== Supplied records ==

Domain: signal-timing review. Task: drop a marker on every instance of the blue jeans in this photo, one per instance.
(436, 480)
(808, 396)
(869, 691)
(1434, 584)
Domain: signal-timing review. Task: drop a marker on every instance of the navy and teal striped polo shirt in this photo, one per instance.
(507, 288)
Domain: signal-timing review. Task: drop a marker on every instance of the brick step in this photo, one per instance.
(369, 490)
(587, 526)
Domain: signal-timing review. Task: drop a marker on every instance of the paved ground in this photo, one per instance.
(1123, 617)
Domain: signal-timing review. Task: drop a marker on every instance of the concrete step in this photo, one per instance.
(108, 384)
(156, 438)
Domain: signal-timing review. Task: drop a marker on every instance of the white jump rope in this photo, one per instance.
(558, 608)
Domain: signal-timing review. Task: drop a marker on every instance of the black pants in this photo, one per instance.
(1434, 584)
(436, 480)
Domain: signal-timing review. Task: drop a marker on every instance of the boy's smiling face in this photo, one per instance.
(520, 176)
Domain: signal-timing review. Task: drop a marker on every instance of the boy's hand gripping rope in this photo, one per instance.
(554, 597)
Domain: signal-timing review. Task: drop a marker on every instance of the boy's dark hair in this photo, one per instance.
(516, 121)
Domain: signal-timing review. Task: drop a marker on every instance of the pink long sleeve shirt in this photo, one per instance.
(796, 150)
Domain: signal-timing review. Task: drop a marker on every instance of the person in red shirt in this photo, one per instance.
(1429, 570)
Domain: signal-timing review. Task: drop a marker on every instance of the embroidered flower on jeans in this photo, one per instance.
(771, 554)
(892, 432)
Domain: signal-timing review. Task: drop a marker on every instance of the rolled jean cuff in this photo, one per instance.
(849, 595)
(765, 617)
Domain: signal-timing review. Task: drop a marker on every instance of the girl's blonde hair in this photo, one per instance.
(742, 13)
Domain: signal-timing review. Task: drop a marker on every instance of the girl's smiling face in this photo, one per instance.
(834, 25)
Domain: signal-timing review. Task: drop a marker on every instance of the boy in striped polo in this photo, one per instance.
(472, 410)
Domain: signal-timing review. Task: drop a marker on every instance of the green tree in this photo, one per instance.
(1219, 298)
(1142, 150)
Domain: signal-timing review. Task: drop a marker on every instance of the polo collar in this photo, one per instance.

===

> Activity
Print the listing once more, exactly as it stands above.

> Result for this exercise
Domain: signal-timing review. Task: drop a marker on every instance of the blue jeans in this photo, one per instance.
(436, 480)
(808, 396)
(869, 691)
(1434, 584)
Domain: signal-timing review. Task: drop a marker on every instance of the navy and teal striped polo shirt in this photo, one per instance.
(507, 288)
Domain: signal-timing review. Task: drop a marker on every instance of the brick step in this photo, one per instance.
(369, 490)
(587, 526)
Domain: signal-timing review. Task: drop a marker on every instance of the paved ground in this photo, one per instance.
(1123, 617)
Domain: signal-timing review. Task: drop a marker on every instance of the concrete step in this photo, one per instance.
(108, 384)
(156, 438)
Domain: signal-timing review. Task: drop a marker on every instance of the white jump rope in this photo, one per instance.
(558, 608)
Domain: signal-timing review. Task: drop a marker on every instance of the black pants in this photo, one per instance.
(1434, 584)
(436, 480)
Domain: signal-timing review. Task: drop a marker on every instance of the boy's smiling face in this photo, one per instance.
(520, 176)
Domain: signal-timing review. Task: drop a marker on every instance of the boy's hand gripping rope in this photo, one per instance.
(554, 597)
Domain: signal-timing review. Task: drop a marker on every instance of the boy's dark hair in this photo, one per instance.
(516, 121)
Domain: signal-timing review. Task: drop a marker on every instance of the pink long sleeve shirt in this photo, one per instance.
(796, 150)
Domain: signal-timing review. Task: drop a marker on every instance of the person in red shirt in this photo, one per instance.
(1429, 570)
Domain: signal-timing review. Task: drop a marker on every instance of the embroidered flower on jeans in this photo, one per instance.
(771, 554)
(892, 432)
Domain: signal-timing review. Task: drop a marker on every instance of the rolled jean cuff in this photo, one per instance.
(849, 595)
(765, 617)
Domain: signal-timing review. Task: drop a marker on every instance of the girl's blonde hair in this photo, one per instance.
(742, 13)
Domain: signal-timing review. Task: drop a marker on every instance of the girl's smiling face in this photo, one per instance.
(834, 25)
Domain: signal-timing review. Task: drop a marker on every instance of the boy in striped polo in this photo, one per instance.
(472, 410)
Domain: signal-timing review. Task: drop a marker on every instance of the green tree in this photo, one per instance.
(1219, 298)
(1142, 150)
Domain: signal-timing review. Task: drop a marker on every instance of the polo collar in this photo, one per instance.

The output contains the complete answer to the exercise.